After dropping the pictures, give again exactly the lines of the data from its first line through the line with "222], [448, 146]]]", which is included as well.

RECORD SET below:

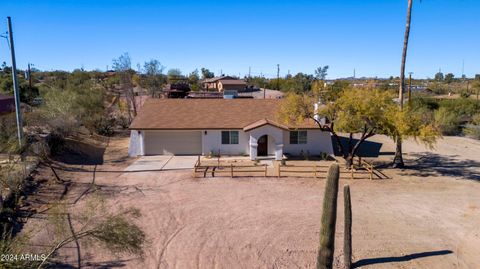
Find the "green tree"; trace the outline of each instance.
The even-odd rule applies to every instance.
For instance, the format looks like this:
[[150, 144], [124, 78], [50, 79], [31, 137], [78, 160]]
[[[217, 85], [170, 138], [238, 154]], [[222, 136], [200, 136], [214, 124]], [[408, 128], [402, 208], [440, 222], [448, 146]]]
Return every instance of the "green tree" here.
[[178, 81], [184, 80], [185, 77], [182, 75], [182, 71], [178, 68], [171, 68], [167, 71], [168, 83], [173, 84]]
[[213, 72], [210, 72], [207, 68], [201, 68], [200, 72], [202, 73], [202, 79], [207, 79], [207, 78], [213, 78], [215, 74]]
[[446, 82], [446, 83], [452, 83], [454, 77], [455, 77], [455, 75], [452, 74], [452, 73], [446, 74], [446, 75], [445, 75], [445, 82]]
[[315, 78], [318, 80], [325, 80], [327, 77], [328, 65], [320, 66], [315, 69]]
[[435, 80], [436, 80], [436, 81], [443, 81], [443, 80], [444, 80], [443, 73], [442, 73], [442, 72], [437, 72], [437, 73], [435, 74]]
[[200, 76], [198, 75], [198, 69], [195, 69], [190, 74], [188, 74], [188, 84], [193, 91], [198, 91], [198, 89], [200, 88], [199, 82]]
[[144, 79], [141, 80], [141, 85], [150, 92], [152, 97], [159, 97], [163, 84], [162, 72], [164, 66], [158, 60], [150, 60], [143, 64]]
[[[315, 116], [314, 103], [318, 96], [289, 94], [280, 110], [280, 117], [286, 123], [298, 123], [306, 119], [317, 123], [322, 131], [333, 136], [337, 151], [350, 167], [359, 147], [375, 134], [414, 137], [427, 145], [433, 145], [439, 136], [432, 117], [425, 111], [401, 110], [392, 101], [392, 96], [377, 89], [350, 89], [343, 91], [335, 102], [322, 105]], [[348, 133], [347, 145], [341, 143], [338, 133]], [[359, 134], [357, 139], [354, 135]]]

End of RECORD SET.

• _ANSWER BOX_
Find the "green tree"; trace the outline of each instance.
The even-odd rule applies to every instance.
For instance, the format looks like this:
[[150, 144], [124, 78], [50, 79], [31, 137], [78, 160]]
[[[217, 85], [170, 138], [238, 154]], [[222, 136], [200, 136], [214, 124]], [[408, 128], [402, 208], [440, 222], [448, 146]]]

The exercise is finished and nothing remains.